* _Okuma Parçası_:
Cihanı hiçe saymaktır adı aşk
Döküp varlığı gitmektir adı aşk
Belâ yağmur gibi gökten yağarsa
Başını ona tutmaktır adı aşk
Böyle diyor Eşrefoğlu Rûmî, İlahî aşkı en yalın ve içten terennüm ederek, bize 15. yüzyıldan sesleniyor (ö. 1469).
Kendisi Yunus Emre tarzı coşkulu şiirlerin sahibi. Renkli ve hareketli bir hayat serüveni var. Mısır’ dan Anadolu’ya gelip iznik’e yerleşen bir baba ile bir Türk annenin çocuğu. Türk tasavvuf edebiyatının en kuvvetli temsilcilerinden biri.
Biraz ilerlemiş yaşına rağmen Bursa’ da o günün öğretim kurumu olan medreseye devam edip tahsilini yaptı. Ama kendisini medrese bilgileri tatmin etmiyordu. Küçük yaştan beri evliya menkıbelerine ve manevı hallere karşı ilgisi vardı.

* _Veriler_:
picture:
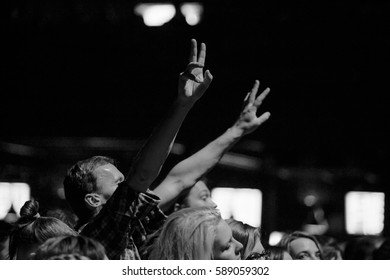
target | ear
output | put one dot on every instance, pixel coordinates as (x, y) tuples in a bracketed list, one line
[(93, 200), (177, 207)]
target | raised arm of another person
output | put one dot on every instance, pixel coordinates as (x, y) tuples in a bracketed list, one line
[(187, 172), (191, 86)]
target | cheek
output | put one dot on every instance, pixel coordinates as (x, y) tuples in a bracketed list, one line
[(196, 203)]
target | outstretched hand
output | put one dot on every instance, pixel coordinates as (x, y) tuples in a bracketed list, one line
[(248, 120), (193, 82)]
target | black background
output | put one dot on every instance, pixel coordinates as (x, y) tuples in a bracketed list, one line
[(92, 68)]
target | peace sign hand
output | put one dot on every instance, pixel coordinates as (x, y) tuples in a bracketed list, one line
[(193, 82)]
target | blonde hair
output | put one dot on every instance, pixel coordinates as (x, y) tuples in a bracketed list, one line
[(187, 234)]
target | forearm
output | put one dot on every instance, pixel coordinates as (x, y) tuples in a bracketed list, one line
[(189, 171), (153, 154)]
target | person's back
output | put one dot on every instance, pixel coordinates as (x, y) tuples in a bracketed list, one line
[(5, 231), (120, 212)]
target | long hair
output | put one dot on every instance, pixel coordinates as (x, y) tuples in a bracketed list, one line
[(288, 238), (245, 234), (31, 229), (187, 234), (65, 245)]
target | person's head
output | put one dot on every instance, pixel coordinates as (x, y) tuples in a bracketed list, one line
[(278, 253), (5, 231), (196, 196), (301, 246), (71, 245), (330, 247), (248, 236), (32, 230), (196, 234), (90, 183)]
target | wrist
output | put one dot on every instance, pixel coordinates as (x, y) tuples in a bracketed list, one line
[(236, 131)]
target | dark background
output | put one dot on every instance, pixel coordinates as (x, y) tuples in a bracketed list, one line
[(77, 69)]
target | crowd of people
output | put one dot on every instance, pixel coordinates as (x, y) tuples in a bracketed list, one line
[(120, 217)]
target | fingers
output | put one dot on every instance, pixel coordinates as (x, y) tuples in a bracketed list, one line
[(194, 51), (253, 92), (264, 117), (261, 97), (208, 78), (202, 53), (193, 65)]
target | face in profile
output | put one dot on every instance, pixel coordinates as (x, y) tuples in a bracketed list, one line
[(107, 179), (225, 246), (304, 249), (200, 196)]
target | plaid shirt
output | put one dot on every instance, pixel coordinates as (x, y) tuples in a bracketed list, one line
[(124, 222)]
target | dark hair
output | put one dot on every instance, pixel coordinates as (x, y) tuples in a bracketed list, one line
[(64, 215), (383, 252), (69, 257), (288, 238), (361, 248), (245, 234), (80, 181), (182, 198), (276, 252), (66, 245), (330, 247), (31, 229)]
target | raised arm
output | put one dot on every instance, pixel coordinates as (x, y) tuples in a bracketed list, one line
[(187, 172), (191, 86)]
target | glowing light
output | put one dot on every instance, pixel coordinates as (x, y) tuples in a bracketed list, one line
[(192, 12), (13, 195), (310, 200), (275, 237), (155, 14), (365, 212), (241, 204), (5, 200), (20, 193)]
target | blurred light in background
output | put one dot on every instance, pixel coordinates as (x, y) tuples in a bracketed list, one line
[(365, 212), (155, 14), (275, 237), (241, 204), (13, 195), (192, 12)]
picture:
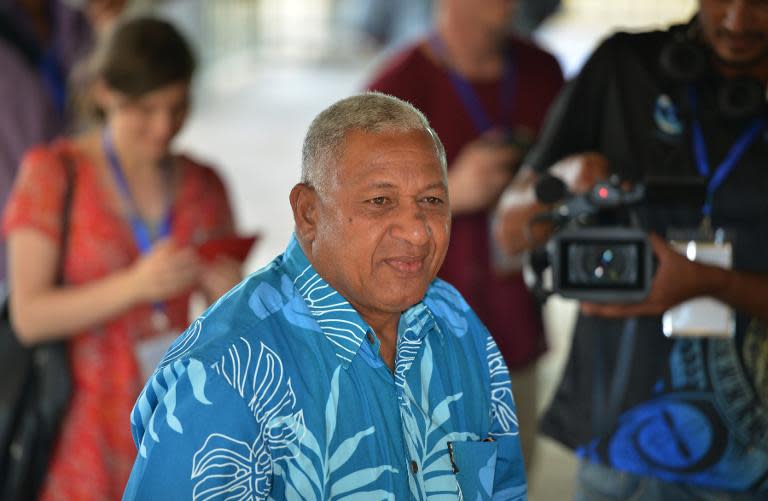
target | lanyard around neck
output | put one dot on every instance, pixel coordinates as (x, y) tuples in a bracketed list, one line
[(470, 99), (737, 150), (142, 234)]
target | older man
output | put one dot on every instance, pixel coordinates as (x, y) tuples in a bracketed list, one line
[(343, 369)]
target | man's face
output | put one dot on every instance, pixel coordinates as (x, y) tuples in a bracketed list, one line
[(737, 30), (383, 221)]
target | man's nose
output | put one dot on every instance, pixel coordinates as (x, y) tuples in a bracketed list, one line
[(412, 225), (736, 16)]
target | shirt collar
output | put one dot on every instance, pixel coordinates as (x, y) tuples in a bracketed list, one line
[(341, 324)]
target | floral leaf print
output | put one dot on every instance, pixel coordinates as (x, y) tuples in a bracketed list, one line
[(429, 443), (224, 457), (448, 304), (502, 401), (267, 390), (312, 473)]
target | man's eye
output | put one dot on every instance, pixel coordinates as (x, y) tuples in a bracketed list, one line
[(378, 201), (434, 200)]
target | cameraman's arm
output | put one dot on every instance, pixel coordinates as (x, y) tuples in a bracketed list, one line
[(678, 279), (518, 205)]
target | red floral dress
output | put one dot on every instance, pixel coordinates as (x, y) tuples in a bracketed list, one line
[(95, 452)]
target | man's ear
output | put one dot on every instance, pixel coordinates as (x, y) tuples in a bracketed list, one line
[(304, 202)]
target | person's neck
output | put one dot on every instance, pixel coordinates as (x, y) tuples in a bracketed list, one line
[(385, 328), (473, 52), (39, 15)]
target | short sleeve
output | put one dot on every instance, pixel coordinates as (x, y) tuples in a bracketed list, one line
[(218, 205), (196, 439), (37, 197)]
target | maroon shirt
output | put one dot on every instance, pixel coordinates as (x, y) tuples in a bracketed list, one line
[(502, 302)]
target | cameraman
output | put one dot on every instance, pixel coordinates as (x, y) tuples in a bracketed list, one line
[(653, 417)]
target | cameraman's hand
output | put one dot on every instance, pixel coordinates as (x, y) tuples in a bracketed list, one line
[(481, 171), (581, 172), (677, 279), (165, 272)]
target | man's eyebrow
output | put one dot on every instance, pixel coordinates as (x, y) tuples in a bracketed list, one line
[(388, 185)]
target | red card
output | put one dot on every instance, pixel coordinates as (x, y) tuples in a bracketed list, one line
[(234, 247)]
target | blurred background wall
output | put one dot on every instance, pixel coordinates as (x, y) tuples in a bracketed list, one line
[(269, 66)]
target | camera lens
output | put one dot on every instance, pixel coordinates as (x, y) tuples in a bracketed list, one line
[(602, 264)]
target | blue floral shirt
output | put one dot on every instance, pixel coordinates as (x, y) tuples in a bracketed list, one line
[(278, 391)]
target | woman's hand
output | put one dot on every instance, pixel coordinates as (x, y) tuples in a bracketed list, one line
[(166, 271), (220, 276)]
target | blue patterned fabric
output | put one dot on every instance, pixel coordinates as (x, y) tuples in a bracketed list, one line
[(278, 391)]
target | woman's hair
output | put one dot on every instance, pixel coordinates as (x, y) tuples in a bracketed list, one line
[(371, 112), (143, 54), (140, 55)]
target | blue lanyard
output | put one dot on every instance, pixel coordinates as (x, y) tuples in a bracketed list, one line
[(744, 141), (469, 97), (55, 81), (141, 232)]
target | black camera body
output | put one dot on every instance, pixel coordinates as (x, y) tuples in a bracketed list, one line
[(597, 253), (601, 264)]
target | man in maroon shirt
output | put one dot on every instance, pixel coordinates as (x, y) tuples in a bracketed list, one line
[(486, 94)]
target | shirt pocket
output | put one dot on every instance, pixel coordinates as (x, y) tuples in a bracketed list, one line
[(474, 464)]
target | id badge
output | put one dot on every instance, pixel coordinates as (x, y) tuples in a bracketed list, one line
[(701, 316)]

* _Görev_:
Eşrefoğlu Rûmî'yi anlatan okuma parçasını son cümlesinin ardından sürdürünüz.

* _Yanıt_:
Gördüğü bir rüya üzerine medreseyi bırakarak, etkisi altında kaldığı bir meczub vasıtasıyla Emir Sultan’a başvurdu. Devrinin bu meşhur büyüğüne mürid olmak istedi.
Emir Sultan ise kendisini Hacı Bayram’a yönlendirdi ve Ankara’ya gitmesini tavsiye etti.
Eşrefoğlu, Hacı Bayram Veli’nin dergahına tam bir teslimiyetle girer. Hacı Bayram, Eşrefoğlu’nun nefsini eğitmek, onu benlik, kendini beğenmişlik ve gurur gibi olumsuz niteliklerden arındırmak düşüncesiyle işe başlar.
Bunun için de, görünüşte alçaltıcı sayılan hizmetler verir; dergahın helalarının temizliğiyle görevlendirir. Eşrefoğlu hiç itiraz etmez. “Baş üstüne” deyip elinde süpürge, ibrik vs. ile işe başlar. Sonunda bu sınavı başarıyla verir.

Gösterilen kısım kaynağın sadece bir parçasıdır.